Of all the lines below, output only those starting at the one with "Guideline: for every instance of the balcony, set" and ending at the one with "Guideline: for every instance of the green", both ends included, exactly as written.

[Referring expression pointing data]
++++

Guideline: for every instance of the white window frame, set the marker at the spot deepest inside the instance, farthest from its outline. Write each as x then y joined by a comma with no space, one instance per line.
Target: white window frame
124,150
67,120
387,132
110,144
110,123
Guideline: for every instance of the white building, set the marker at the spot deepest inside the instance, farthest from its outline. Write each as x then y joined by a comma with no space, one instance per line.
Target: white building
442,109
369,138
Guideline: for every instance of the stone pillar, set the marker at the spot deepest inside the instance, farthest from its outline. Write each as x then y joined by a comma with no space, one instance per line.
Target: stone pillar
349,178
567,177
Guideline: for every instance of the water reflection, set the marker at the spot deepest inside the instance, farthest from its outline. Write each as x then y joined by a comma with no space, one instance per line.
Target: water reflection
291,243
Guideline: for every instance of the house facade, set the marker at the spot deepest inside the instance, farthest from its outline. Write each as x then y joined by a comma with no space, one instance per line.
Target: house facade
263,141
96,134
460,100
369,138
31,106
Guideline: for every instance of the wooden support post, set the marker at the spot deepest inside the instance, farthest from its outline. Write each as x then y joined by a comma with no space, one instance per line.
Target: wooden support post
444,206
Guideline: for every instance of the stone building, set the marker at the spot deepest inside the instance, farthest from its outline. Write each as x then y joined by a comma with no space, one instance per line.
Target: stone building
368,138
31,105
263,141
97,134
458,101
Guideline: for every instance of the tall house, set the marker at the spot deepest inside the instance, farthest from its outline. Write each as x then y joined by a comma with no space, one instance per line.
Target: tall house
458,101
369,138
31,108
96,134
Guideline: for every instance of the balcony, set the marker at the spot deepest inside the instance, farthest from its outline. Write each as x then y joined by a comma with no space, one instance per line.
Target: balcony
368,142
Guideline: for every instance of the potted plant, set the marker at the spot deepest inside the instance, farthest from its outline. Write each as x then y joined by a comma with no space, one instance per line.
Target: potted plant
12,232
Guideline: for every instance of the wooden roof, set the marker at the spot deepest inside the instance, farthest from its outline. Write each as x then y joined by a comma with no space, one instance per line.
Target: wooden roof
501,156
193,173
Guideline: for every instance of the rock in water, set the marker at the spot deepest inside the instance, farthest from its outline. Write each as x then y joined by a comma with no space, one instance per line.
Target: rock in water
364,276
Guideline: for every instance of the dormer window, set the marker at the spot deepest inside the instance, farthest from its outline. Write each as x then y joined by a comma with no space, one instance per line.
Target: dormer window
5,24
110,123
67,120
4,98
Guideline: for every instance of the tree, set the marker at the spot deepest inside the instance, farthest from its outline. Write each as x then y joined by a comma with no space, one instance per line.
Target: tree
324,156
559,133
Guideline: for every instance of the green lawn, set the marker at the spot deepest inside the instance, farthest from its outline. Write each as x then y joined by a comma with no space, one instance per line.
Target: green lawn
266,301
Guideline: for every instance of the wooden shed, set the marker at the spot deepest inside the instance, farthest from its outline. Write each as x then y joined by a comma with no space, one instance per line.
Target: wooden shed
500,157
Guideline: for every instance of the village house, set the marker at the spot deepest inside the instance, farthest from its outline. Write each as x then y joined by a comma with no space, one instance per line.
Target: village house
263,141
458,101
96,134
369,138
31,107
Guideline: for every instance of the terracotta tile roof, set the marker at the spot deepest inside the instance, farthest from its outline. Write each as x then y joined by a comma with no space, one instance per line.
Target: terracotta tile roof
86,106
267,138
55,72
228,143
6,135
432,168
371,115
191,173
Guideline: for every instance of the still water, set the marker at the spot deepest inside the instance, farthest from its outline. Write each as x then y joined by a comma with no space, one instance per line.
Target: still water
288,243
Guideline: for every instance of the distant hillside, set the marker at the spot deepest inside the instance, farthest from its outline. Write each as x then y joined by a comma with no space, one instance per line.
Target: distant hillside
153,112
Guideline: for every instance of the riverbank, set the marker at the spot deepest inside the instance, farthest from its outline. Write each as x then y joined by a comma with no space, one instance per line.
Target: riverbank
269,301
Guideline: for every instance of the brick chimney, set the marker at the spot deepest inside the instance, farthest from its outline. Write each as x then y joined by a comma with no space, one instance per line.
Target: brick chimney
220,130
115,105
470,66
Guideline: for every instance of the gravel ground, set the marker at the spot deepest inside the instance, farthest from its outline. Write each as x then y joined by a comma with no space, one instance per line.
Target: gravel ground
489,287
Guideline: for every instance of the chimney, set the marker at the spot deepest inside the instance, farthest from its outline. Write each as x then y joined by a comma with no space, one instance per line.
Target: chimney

++++

## Exercise output
Guideline: for every instance of the balcony, set the marker at the spot deepest inside the instance, farthest from its outline. Write each as x then y joined by a comma with no space, one instance per line.
Target: balcony
368,142
Guideline: for every instance of the potted plant, set the marker at the spot deepest inside the instance, farthest from its outline. Write each as x then y joined by a comma with no space, one instance per line.
Target: potted plant
12,232
Guideline: for every instance of the wooden roof, set the marker at the spot deepest inside the instance, farthest from its outline. Write each as x then y joined by a comma with no space, one instance per line.
Target: wooden roof
501,156
193,173
Guideline: for every instance of the rock in water, set the marker at the spot deepest inside the instance, farthest from its outline. Write each as x then y joined by a comma with no space, one instance per line.
Target: rock in water
364,276
Guideline: for every instance of the dormer window, set the marker at the spot deepest inside the instance, farthest from its outline. Write each as x then y joined by a comma with no space, one instance per line.
Target: dormer window
5,24
110,123
67,120
4,98
Guideline: for every instance of the tree, set the marker at the spot deepest inside the instance, farthest from its outline. Write each as x then y joined by a comma with no space, one instance per line.
Target: tree
324,156
559,133
Guideline: for every instance of the green lawn, set the marker at the spot deepest inside the instance, farthest from its outline. Write each as x then y joined by a comma with no space, one instance per line.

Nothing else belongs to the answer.